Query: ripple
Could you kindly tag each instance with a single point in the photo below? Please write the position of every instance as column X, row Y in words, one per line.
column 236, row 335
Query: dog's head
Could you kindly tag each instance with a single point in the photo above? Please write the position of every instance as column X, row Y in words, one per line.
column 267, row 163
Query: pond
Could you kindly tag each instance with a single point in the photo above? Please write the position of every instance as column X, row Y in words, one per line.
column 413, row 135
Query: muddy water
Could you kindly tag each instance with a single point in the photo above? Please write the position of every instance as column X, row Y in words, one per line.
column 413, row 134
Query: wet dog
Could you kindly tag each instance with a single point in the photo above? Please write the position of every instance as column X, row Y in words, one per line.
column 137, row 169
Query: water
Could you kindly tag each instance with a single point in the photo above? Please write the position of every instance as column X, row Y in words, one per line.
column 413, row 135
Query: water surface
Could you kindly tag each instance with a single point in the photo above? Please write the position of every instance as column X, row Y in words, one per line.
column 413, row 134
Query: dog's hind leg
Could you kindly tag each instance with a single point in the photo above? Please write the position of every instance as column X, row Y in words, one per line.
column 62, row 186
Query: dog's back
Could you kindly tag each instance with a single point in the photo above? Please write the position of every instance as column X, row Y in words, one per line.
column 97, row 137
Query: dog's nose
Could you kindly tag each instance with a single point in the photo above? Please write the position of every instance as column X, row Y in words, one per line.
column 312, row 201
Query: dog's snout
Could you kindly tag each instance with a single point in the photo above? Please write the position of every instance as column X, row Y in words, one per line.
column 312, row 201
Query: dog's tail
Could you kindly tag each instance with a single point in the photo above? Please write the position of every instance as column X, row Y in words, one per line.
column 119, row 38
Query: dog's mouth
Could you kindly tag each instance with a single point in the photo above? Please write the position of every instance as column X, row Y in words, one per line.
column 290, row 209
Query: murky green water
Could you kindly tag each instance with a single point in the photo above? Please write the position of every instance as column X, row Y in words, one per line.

++++

What this task involves » An exact copy of the listing above is needed, so write it out again.

Task result »
Query: ripple
Could you kindly tag each instance with a single point in the photo below? Please write the position of every instance as column X, row Y in words, one per line.
column 236, row 335
Query: dog's head
Could you kindly tag each instance with a single point in the photo above? Please write the position of every instance as column X, row Y in words, one per line.
column 267, row 163
Query: pond
Could you kindly tag each instance with a single point in the photo above? Please write the position of every instance as column X, row Y in words, one per line.
column 413, row 135
Query: muddy water
Could you kindly tag each instance with a single point in the photo above? Please write the position of every instance as column X, row Y in words, one per line.
column 413, row 134
Query: wet dog
Could you kindly tag each instance with a single point in the photo above? Please write the position of every instance as column X, row Y in words, one per line.
column 137, row 169
Query: water
Could you kindly tag each instance with a single point in the photo above? Please write the position of every instance as column X, row Y in words, one per line.
column 413, row 135
Query: water surface
Could you kindly tag each instance with a single point in the photo above? Please write the position of every instance as column X, row Y in words, one per line.
column 413, row 134
Query: dog's hind leg
Could you kindly tag each instance with a single point in the photo above? Please write the position of every instance as column X, row Y in words, one per line.
column 62, row 186
Query: dog's back
Could you kindly tag each instance with a single point in the photo above? Please write the position of every instance as column X, row Y in words, one per line.
column 97, row 137
Query: dog's nose
Could you kindly tag each instance with a single point in the photo above? Please write the position of every instance as column X, row Y in words, one per line.
column 312, row 201
Query: dog's snout
Could you kindly tag each instance with a single point in the photo above? Please write the position of every instance as column X, row Y in words, one per line.
column 312, row 201
Query: dog's tail
Could you kindly tag each instance with a single point in the photo above? Please write the position of every instance as column X, row Y in words, one per line.
column 119, row 38
Query: dog's mouth
Could you kindly tag each instance with a single point in the photo above? Please write the position of every instance as column X, row Y in words, one per line.
column 290, row 209
Query: murky green water
Could you kindly tag each instance with a single point in the photo above? Please write the position of every instance as column X, row Y in words, one per line.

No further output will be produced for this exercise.